• _WHAT IS REQUIRED_: Please render each line of the entries below as a Markdown table with the columns Row and Line, numbering the rows and skipping any blank lines. Keep the pictures out of the table.

• _INFORMATION SUPPLIED_:
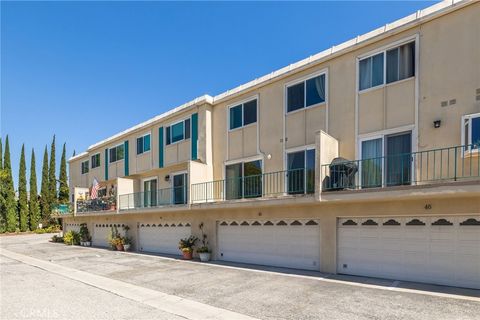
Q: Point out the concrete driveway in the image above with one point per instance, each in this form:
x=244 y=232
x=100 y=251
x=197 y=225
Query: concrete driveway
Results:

• _SOLUTION FOR THIS TASK_:
| Row | Line |
|---|---|
| 1 | Q: Point out the concrete driveway in the image above with one point per instance, each in this form: |
| 2 | x=244 y=232 |
| 3 | x=100 y=251 |
| 4 | x=197 y=225 |
| 5 | Query: concrete driveway |
| 6 | Results: |